__Brief 1__:
Return every line of the entries below that contains the string "flag", copying each line unchanged.

All decisions immediately affecting sound should be made with the sole purpose of improving the visual spectacle. All decisions immediately affecting the visuals should be made with the sole purpose of increasing sonic impact. Where a sonic choice will not affect the graphical outcome, take either choice. Where a graphical choice will not affect the sound, take either choice.

In this way, the visuals and sound were developed as a single entity, rather than following the more conventional approach of developing visuals, then developing sound, then putting the two together.

influences

A few oscilloscope-music projects have been undertaken by various artists, but, to the best of my knowledge, all of these projects have been for stereo, rather than multichannel, sound. Two of the most influential projects are described here.

cyclo

The project I found most inspirational and aesthetically pleasing was Ryoji Ikeda and Carsten Nicolai’s Cyclo. A video excerpt is shown below:

In this project, the left and right sample values are treated as x and y coordinates, and each coordinate pair is plotted as a single dot. The music is characterised by very high frequencies, often beyond the audible spectrum. The graphics are monochrome, and mostly two-dimensional, but occasionally hint at three dimensions.

Though the use of high frequencies allows for a more detailed image (as there are more samples per frame), I did not particularly enjoy listening to the incredibly high pitches, and would prefer that the music inhabit a lower range. As a result, I decided that I would aim to keep the majority of the sounds I produced within the audible spectrum, limiting myself to a sampling rate of 44100 Hz. I very much like the visual language of Cyclo, and decided to take a similar approach in my piece, limiting myself to grey-scale colours. I also wanted to take the idea of 3D lissajous patterns further, and decided to explore the rendering of 3D shapes in sound.

jerobeam fenderson

Jerobeam Fenderson creates music to be displayed on oscilloscopes, using PureData.

__Dataset records__:
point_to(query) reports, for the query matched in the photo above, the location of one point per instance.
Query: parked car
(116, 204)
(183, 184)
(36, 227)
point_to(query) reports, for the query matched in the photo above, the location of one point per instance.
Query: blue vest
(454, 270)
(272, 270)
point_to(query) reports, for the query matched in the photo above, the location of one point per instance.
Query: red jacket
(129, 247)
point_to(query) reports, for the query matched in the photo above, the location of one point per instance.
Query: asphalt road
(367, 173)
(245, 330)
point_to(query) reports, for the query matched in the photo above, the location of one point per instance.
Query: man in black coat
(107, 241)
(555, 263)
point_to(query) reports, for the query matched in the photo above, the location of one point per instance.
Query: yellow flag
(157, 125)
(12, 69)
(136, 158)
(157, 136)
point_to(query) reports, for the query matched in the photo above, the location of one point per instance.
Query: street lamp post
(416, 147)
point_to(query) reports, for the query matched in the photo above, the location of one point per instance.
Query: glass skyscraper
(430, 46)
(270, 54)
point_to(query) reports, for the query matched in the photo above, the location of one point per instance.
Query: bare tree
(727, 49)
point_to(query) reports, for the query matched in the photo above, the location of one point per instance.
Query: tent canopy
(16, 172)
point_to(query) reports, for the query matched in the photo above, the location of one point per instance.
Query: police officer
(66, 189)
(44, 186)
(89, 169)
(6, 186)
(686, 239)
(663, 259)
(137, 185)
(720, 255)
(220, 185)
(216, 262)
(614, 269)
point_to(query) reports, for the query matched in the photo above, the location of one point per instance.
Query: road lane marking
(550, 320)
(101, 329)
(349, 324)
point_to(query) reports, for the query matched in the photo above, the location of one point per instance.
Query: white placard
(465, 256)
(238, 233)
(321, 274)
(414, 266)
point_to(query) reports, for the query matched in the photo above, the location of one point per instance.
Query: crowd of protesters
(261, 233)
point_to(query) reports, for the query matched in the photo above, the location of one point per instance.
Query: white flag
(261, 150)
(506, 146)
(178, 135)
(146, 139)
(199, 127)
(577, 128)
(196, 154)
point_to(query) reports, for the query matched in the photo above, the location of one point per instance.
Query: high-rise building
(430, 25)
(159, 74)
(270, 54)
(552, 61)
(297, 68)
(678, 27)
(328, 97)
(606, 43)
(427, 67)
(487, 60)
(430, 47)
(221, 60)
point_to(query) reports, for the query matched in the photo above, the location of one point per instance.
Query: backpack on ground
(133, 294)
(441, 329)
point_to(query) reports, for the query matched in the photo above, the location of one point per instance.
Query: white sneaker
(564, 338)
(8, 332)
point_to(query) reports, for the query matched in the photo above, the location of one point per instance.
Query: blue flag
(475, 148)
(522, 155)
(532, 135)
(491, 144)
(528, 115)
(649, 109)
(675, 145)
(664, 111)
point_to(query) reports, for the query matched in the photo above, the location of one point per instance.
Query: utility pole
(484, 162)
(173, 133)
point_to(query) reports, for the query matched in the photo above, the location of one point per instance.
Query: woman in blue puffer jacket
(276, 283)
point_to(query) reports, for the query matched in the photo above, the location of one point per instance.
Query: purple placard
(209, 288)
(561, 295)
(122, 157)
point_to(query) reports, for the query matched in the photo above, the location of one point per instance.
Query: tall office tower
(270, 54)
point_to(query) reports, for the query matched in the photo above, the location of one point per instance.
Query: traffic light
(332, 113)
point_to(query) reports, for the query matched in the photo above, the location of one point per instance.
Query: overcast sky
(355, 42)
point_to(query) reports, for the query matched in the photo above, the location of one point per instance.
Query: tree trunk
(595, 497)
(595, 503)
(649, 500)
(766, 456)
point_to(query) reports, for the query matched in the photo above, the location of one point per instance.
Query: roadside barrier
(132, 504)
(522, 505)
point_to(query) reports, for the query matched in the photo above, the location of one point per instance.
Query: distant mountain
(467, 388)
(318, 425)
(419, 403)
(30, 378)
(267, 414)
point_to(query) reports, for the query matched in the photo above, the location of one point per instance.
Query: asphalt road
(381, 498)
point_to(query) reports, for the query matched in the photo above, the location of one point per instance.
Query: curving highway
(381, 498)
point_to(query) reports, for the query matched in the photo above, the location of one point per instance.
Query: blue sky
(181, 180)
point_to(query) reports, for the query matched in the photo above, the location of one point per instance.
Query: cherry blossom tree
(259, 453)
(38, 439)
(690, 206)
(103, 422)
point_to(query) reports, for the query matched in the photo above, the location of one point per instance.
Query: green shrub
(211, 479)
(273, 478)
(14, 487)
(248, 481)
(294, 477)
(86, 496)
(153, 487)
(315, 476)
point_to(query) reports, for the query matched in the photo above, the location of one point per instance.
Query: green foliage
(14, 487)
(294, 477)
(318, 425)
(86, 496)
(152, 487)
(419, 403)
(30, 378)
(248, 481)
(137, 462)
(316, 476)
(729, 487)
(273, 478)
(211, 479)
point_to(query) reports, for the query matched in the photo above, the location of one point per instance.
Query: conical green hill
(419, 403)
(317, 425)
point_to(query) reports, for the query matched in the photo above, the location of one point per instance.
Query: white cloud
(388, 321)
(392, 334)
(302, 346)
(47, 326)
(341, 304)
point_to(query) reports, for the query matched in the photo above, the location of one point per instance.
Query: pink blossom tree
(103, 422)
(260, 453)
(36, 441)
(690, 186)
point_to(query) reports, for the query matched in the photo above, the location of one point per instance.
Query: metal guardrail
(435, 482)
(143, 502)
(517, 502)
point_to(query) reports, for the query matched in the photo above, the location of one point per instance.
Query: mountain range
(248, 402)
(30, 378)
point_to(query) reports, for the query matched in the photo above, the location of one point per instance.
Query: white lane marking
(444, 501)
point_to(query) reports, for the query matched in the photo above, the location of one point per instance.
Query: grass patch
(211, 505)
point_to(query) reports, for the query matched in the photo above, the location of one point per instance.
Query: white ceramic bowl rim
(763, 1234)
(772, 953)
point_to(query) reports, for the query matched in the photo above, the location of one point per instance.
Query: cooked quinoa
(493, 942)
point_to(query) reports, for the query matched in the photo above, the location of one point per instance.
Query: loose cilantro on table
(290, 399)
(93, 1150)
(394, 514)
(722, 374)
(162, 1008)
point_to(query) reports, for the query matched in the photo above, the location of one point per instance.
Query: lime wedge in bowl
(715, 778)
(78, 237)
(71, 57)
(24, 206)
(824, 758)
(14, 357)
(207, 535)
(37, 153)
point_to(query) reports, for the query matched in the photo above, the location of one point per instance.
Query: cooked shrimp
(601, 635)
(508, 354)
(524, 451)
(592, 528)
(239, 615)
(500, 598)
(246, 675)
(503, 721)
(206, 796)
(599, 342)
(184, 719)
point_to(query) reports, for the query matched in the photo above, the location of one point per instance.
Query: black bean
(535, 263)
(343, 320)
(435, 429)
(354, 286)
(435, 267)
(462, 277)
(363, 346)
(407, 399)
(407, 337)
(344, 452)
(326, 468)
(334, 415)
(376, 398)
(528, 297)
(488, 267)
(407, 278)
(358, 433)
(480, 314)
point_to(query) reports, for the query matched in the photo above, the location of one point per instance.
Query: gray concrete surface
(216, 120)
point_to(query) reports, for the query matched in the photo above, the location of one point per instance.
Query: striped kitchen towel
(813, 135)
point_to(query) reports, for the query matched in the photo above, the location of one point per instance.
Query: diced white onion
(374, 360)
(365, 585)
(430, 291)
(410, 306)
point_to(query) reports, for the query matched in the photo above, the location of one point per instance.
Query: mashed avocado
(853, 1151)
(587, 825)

__Brief 2__:
In the oscilloscope-music excerpt above, what sampling rate does the writer decide to stay within?

__Full response 1__:
Query: yellow flag
Query: white flag
Query: blue flag

__Full response 2__:
44100 Hz